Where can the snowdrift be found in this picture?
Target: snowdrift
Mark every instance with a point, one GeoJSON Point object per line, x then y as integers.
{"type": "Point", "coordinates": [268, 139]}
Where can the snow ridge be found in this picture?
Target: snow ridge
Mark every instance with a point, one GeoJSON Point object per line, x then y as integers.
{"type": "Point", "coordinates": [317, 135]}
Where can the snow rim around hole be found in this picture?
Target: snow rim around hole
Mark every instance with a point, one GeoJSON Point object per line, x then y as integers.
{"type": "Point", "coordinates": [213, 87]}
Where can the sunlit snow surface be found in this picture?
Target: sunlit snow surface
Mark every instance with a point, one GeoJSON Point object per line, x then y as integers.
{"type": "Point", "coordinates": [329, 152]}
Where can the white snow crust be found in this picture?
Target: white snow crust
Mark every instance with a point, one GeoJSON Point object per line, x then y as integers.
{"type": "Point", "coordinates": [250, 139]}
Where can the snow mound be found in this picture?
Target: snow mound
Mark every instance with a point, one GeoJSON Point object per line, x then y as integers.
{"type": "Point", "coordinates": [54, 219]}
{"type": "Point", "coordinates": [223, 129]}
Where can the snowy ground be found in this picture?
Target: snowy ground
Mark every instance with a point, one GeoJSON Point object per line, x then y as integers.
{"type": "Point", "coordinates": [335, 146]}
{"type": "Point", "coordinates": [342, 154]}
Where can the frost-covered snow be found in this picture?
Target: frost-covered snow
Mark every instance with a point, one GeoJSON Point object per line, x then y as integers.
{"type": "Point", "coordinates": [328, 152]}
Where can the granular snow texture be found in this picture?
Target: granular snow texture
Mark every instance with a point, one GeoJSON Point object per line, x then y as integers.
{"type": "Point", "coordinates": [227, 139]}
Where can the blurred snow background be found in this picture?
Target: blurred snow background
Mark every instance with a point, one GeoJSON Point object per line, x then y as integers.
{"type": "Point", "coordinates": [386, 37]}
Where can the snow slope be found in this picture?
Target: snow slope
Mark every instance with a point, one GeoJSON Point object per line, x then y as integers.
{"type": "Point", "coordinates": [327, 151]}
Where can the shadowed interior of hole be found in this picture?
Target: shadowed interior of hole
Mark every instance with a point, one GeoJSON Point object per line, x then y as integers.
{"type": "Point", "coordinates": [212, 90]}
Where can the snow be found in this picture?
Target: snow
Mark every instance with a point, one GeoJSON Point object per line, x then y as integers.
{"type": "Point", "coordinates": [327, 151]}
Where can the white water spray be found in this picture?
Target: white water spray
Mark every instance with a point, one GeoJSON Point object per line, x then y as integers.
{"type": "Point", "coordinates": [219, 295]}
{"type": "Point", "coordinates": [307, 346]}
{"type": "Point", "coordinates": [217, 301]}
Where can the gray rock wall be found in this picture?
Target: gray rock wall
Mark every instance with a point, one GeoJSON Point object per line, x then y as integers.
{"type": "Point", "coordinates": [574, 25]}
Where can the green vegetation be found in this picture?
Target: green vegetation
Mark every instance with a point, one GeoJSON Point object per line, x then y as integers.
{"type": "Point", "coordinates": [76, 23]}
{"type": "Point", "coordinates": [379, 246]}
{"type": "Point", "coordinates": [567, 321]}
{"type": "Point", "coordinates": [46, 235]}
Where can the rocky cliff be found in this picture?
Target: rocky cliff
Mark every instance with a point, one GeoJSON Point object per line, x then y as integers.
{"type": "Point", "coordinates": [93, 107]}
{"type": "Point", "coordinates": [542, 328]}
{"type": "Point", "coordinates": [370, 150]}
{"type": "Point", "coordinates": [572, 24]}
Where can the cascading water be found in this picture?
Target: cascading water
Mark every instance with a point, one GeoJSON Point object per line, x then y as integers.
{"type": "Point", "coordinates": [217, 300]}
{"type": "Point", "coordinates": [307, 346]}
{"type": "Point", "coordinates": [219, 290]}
##########
Retype the entries above. Match them exactly.

■ **ANSWER TO THIS TASK**
Where can the snowdrift be found in this picture?
Target: snowdrift
Mark every instance with a point, one GeoJSON Point object per line, x then y as integers.
{"type": "Point", "coordinates": [268, 139]}
Where can the snow ridge be found in this picture?
Target: snow ridge
Mark every instance with a point, one GeoJSON Point object per line, x then y as integers.
{"type": "Point", "coordinates": [317, 135]}
Where can the snow rim around hole be found in this picture?
Target: snow rim around hole
Mark every instance with a point, one GeoJSON Point object per line, x then y as integers.
{"type": "Point", "coordinates": [213, 87]}
Where can the sunlit snow surface be found in this picture?
Target: sunlit snow surface
Mark every instance with a point, one GeoJSON Point object per line, x then y as integers.
{"type": "Point", "coordinates": [329, 152]}
Where can the white snow crust be found in this picture?
Target: white snow crust
Mark every instance with a point, one GeoJSON Point object per line, x then y as integers.
{"type": "Point", "coordinates": [250, 139]}
Where can the snow mound be found in this picture?
Target: snow mound
Mark every instance with a point, one GeoJSON Point object per line, x then y as integers.
{"type": "Point", "coordinates": [54, 219]}
{"type": "Point", "coordinates": [223, 129]}
Where can the snowy ground be found in this picture?
Target: snowy ground
Mark every instance with a point, one GeoJSON Point object per line, x then y as integers.
{"type": "Point", "coordinates": [335, 146]}
{"type": "Point", "coordinates": [342, 154]}
Where can the frost-covered snow be found in this picture?
Target: frost-covered snow
Mark every instance with a point, one GeoJSON Point object per line, x then y as integers.
{"type": "Point", "coordinates": [328, 152]}
Where can the granular snow texture be found in this picture?
Target: granular snow texture
Mark every instance with a point, one GeoJSON Point object per line, x then y as integers.
{"type": "Point", "coordinates": [227, 139]}
Where can the blurred snow background be found in this picture?
Target: blurred snow background
Mark every instance with a point, one GeoJSON Point object per line, x then y as integers.
{"type": "Point", "coordinates": [386, 37]}
Where can the snow slope be found in this picture?
Target: snow slope
Mark every instance with a point, one GeoJSON Point object per line, x then y as integers.
{"type": "Point", "coordinates": [327, 151]}
Where can the shadowed interior of hole be found in this picture?
Target: shadowed interior of hole
Mark every instance with a point, one GeoJSON Point object per line, x then y as integers.
{"type": "Point", "coordinates": [212, 90]}
Where can the snow be found in this picture?
Target: snow
Mark every instance with a point, one GeoJSON Point object per line, x then y as integers.
{"type": "Point", "coordinates": [327, 151]}
Where can the white water spray be found in this picture?
Target: white water spray
Mark every instance with a point, one GeoJSON Point object per line, x then y as integers.
{"type": "Point", "coordinates": [219, 295]}
{"type": "Point", "coordinates": [307, 346]}
{"type": "Point", "coordinates": [217, 301]}
Where can the gray rock wall be found in this picture?
Target: gray rock wall
Mark every instance with a point, one GeoJSON Point object per line, x then y as integers.
{"type": "Point", "coordinates": [574, 25]}
Where can the green vegetation be found in this picture?
Target: green vegetation
Mark every instance with a point, one GeoJSON Point object per line, x then y as integers.
{"type": "Point", "coordinates": [76, 23]}
{"type": "Point", "coordinates": [379, 246]}
{"type": "Point", "coordinates": [567, 321]}
{"type": "Point", "coordinates": [46, 235]}
Where can the rocky cliff be found in this picture?
Target: rocky cliff
Mark every instance with a point, one GeoJSON Point object per line, x then y as integers.
{"type": "Point", "coordinates": [93, 107]}
{"type": "Point", "coordinates": [542, 328]}
{"type": "Point", "coordinates": [370, 150]}
{"type": "Point", "coordinates": [572, 24]}
Where can the cascading water be found in this picture?
Target: cascading water
Mark every instance with a point, one GeoJSON Point object per line, x then y as integers.
{"type": "Point", "coordinates": [217, 300]}
{"type": "Point", "coordinates": [307, 346]}
{"type": "Point", "coordinates": [219, 290]}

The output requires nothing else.